Task goal: Every single entry must be restated word for word.
· · · · ·
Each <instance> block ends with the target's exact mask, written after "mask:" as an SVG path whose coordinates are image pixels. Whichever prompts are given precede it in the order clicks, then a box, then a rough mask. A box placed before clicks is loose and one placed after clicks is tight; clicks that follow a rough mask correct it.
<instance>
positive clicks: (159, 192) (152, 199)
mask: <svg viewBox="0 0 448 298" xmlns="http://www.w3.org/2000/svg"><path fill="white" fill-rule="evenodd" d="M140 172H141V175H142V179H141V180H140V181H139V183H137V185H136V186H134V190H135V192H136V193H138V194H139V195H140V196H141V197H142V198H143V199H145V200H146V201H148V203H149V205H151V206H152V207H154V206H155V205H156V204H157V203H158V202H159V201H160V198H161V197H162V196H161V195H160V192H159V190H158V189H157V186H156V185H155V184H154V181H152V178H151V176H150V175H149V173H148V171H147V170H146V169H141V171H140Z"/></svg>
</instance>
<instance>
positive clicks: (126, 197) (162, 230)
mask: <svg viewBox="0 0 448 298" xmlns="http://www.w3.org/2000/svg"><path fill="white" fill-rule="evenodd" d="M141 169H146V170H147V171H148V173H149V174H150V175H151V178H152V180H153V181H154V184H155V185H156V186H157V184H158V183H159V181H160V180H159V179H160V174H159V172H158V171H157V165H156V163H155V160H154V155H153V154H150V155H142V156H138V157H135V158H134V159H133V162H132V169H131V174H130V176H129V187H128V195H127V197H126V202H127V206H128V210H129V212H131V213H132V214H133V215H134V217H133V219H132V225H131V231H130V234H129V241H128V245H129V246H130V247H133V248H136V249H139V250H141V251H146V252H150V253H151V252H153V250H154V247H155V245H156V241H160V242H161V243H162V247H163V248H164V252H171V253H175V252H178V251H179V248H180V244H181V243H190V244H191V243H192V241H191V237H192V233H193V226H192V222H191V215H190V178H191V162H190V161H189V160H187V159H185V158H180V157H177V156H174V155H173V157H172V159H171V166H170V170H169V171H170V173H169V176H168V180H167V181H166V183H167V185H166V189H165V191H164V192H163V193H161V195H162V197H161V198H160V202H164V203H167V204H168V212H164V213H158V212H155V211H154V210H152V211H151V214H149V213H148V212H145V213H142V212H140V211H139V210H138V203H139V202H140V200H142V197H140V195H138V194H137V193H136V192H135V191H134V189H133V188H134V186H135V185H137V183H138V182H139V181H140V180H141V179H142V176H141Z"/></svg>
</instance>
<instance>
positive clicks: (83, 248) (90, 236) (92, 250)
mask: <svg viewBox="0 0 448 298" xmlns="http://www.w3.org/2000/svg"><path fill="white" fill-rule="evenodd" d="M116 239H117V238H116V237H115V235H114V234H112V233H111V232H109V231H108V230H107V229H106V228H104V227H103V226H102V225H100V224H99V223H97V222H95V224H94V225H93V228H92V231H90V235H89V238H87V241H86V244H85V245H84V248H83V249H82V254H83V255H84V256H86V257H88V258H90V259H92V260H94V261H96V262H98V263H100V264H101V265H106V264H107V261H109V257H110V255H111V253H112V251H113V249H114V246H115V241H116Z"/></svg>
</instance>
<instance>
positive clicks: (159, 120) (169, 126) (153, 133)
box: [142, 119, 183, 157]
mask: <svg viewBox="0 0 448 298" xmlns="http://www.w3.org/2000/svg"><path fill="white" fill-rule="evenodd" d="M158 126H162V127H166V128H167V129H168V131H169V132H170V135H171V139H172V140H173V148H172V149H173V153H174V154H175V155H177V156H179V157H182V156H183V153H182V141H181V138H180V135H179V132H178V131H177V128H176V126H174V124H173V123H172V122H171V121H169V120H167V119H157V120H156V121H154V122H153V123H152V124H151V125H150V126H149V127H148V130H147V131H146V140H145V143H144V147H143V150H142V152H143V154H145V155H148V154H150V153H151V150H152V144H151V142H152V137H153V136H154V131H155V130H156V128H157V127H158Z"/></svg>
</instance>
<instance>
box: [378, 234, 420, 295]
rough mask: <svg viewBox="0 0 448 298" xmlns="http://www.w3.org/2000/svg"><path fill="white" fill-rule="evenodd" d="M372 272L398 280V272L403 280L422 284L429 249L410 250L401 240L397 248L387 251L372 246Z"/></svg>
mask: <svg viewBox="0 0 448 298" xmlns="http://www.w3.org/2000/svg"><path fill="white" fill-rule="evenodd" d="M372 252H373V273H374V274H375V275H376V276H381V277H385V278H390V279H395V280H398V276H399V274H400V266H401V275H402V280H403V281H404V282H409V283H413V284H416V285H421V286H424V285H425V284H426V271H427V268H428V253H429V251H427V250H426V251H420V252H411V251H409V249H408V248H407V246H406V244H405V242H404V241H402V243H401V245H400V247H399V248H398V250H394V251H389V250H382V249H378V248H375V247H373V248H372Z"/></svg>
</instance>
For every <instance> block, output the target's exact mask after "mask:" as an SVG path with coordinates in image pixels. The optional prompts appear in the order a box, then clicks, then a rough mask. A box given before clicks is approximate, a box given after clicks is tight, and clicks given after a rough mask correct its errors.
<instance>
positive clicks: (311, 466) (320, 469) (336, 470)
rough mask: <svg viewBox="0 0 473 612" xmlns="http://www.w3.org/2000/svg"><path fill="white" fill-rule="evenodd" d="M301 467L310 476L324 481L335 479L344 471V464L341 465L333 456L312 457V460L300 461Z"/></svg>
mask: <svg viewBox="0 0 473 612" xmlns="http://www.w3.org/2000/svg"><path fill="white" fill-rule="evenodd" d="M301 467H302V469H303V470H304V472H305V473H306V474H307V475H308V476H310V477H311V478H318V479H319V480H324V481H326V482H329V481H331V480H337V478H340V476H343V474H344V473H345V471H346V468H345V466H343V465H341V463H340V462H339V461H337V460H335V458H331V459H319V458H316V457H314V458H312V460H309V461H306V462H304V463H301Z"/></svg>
· · · · ·
Reply:
Each <instance> block ends with the target's exact mask, written after "mask:" as an SVG path whose coordinates are image pixels. Whichever prompts are given precede it in the order clicks, then a box, then a rough mask. A box placed before clicks is loose and one placed after clicks is tight; clicks that follow a rough mask correct it.
<instance>
positive clicks: (159, 192) (152, 199)
mask: <svg viewBox="0 0 448 298" xmlns="http://www.w3.org/2000/svg"><path fill="white" fill-rule="evenodd" d="M140 172H141V175H142V179H141V180H140V181H139V183H137V185H136V186H134V190H135V192H136V193H138V194H139V195H140V196H141V197H142V198H143V199H145V200H146V201H148V203H149V205H151V206H152V207H154V206H155V205H156V204H157V203H158V202H159V201H160V198H161V197H162V196H161V195H160V192H159V190H158V189H157V186H156V185H155V184H154V181H152V178H151V176H150V175H149V173H148V171H147V170H146V169H141V171H140Z"/></svg>
</instance>
<instance>
positive clicks: (126, 197) (162, 230)
mask: <svg viewBox="0 0 448 298" xmlns="http://www.w3.org/2000/svg"><path fill="white" fill-rule="evenodd" d="M141 169H146V170H147V171H148V173H149V174H150V175H151V178H152V180H153V181H154V184H155V185H156V186H157V184H158V183H159V181H160V180H159V179H160V174H159V172H158V171H157V165H156V163H155V160H154V155H153V154H150V155H142V156H138V157H135V158H134V159H133V162H132V169H131V174H130V176H129V187H128V195H127V197H126V202H127V206H128V210H129V212H131V213H132V214H133V215H134V217H133V219H132V225H131V231H130V234H129V241H128V245H129V246H130V247H133V248H136V249H139V250H141V251H146V252H150V253H151V252H153V250H154V247H155V245H156V241H160V242H161V243H162V247H163V248H164V252H171V253H175V252H178V251H179V248H180V244H181V243H190V244H191V243H192V241H191V237H192V233H193V226H192V222H191V215H190V178H191V162H190V161H189V160H187V159H185V158H180V157H177V156H174V155H173V157H172V159H171V166H170V170H169V171H170V173H169V176H168V180H167V181H166V183H167V185H166V189H165V191H164V192H163V193H161V195H162V197H161V198H160V202H164V203H167V204H168V212H164V213H158V212H155V211H154V210H152V211H151V214H149V213H148V212H145V213H142V212H140V211H139V210H138V203H139V202H140V200H142V197H140V195H138V194H137V193H136V192H135V191H134V189H133V188H134V186H135V185H137V183H138V182H139V181H140V180H141V179H142V176H141Z"/></svg>
</instance>
<instance>
positive clicks: (83, 248) (90, 236) (92, 250)
mask: <svg viewBox="0 0 448 298" xmlns="http://www.w3.org/2000/svg"><path fill="white" fill-rule="evenodd" d="M116 239H117V238H116V237H115V235H114V234H112V233H111V232H109V231H108V230H107V229H106V228H104V227H103V226H102V225H100V224H99V223H97V222H95V224H94V225H93V228H92V231H90V235H89V238H87V241H86V244H85V245H84V248H83V249H82V254H83V255H84V256H86V257H88V258H90V259H92V260H94V261H96V262H98V263H100V264H101V265H106V264H107V261H109V257H110V255H111V253H112V251H113V249H114V246H115V241H116Z"/></svg>
</instance>
<instance>
positive clicks: (159, 120) (169, 126) (153, 133)
box: [142, 119, 183, 157]
mask: <svg viewBox="0 0 448 298" xmlns="http://www.w3.org/2000/svg"><path fill="white" fill-rule="evenodd" d="M158 126H162V127H166V128H167V129H168V131H169V132H170V135H171V139H172V140H173V148H172V149H173V153H174V154H175V155H177V156H179V157H182V156H183V153H182V141H181V138H180V135H179V132H178V131H177V128H176V126H174V124H173V123H172V122H171V121H169V120H167V119H157V120H156V121H154V122H153V123H152V124H151V125H150V126H149V127H148V130H147V131H146V140H145V143H144V147H143V150H142V152H143V154H145V155H148V154H150V153H151V150H152V144H151V142H152V137H153V136H154V131H155V130H156V128H157V127H158Z"/></svg>
</instance>
<instance>
box: [378, 234, 420, 295]
rough mask: <svg viewBox="0 0 448 298" xmlns="http://www.w3.org/2000/svg"><path fill="white" fill-rule="evenodd" d="M372 272L398 280V272L403 280L422 284L429 249L410 250L401 240L397 248L387 251L372 246Z"/></svg>
mask: <svg viewBox="0 0 448 298" xmlns="http://www.w3.org/2000/svg"><path fill="white" fill-rule="evenodd" d="M372 252H373V273H374V274H375V275H376V276H381V277H385V278H390V279H395V280H398V276H399V274H400V266H401V275H402V280H403V281H404V282H409V283H413V284H416V285H421V286H424V285H425V284H426V271H427V268H428V253H429V251H427V250H426V251H420V252H411V251H409V249H408V248H407V246H406V244H405V242H404V241H402V243H401V245H400V247H399V248H398V250H394V251H389V250H382V249H378V248H375V247H373V248H372Z"/></svg>
</instance>
For every <instance> block, output the target's exact mask after "mask:" as an SVG path with coordinates in image pixels. The optional prompts appear in the order a box, then clicks, then a rough mask. A box given before clicks is approximate, a box given after clicks is tight, and clicks given after a rough mask correct its errors.
<instance>
positive clicks: (311, 466) (320, 469) (336, 470)
rough mask: <svg viewBox="0 0 473 612" xmlns="http://www.w3.org/2000/svg"><path fill="white" fill-rule="evenodd" d="M301 467L310 476L324 481L335 479L344 471V464L341 465L333 456L312 457V460L300 461Z"/></svg>
mask: <svg viewBox="0 0 473 612" xmlns="http://www.w3.org/2000/svg"><path fill="white" fill-rule="evenodd" d="M301 467H302V469H303V470H304V472H305V473H306V474H307V475H308V476H310V477H311V478H318V479H319V480H324V481H326V482H329V481H331V480H337V478H340V476H343V474H344V473H345V471H346V468H345V466H343V465H341V463H340V462H339V461H337V460H335V458H331V459H319V458H316V457H314V458H312V460H309V461H306V462H304V463H301Z"/></svg>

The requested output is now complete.